→ **SET PROBLEM 1**: In the essay on middle age below, what did the writer own at age eight?

→ **PASSAGE GIVEN**:
Now and again (ok most days) I realise with a kind of resignation that I’m a middle-aged woman. Some of this I acknowledge with relief that I am no longer an insecure twentysomething, I am not yet menopausal, and I enjoy a busy but fulfilling existence with my husband and kids—although I do spend an awful lot of my time driving and doing laundry.
A key aspect of middle age that I’m experiencing is a tendency towards nostalgia: that longing and idealisation of the past. I used to think yearning for the past was uncomfortable, even somewhat depressing. To my surprise, I’ve found it an extraordinary pleasure. I can remember the feel of the mauve taffeta bubble skirt I owned when I was eight. I remember how I felt in my room with my Barbie dolls and the first strain of ‘Girls Just Want to Have Fun’ bursting out of my tape deck. I rewatch films like Jurassic Park and Indiana Jones with my teen and tween and I can’t recall being happier. I monitor their reactions to key moments and bore them with backstories, and they make fun of me and my heart fills and spills over.
However, the past is also fraught: memories of shame and embarrassment make us mutter out loud when they hit us in the shower. Regret too, resurfaces when we thought we were over it. Why did I do those things? Why did I let that opportunity slip by? How do we process these emotions and memories? Some feel good, others feel bad, and all shape our experiences and choices in the present.

Records from a data collection

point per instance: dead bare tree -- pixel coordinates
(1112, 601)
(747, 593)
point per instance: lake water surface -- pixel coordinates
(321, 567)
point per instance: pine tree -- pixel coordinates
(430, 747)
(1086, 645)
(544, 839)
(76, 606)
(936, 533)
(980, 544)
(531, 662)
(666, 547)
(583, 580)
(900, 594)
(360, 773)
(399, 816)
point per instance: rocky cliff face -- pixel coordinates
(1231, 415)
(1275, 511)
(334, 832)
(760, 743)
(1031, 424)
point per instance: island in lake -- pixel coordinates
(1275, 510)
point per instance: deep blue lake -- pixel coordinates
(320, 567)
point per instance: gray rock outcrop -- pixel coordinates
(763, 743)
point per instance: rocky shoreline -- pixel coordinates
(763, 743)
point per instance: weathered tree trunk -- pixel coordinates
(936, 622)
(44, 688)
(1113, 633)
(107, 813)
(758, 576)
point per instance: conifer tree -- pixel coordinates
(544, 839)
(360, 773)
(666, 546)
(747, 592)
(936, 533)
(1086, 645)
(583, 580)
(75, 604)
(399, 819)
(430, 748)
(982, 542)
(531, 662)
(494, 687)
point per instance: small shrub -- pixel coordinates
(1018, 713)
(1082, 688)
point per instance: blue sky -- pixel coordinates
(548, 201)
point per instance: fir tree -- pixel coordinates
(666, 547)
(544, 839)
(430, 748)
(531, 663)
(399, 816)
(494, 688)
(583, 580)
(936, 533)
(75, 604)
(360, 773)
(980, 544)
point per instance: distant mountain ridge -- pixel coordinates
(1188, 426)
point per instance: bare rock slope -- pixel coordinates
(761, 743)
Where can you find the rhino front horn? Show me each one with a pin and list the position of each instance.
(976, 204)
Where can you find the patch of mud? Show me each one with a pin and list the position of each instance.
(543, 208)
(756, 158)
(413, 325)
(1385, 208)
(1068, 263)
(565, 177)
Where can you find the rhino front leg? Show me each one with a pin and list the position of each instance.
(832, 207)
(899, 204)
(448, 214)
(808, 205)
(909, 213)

→ **SET PROBLEM 2**: Report every row above that contains the word "Where", treating uppercase and lowercase as different.

→ **EXERCISE RESULT 1**: A mauve taffeta bubble skirt.

→ **EXERCISE RESULT 2**:
Where can you find the rhino front horn? Show me each one with a pin and list the position of each instance.
Where can you find the patch of mud? Show me each one with a pin and list the position of each instance.
Where can you find the rhino front leg? Show me each one with a pin and list the position of each instance.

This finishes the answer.